→ **GIVEN REQUEST**:
Please identify each of the following lines that contains the word "below", matching uppercase and lowercase exactly, and copy every such line in full.

== SUPPLIED DATA ==

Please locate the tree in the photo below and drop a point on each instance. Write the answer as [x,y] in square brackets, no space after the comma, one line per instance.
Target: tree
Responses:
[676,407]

===
== SUPPLIED DATA ==

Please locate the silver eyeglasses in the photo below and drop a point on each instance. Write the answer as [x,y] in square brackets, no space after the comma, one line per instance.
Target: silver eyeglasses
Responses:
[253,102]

===

→ **FULL OUTPUT**:
Please locate the tree in the photo below and drop a point on each instance. Write the answer as [x,y] in square brackets, no space after the comma, one line per instance.
Please locate the silver eyeglasses in the photo below and drop a point on each instance. Write the answer as [x,y] in square brackets, no space after the comma, one line per instance.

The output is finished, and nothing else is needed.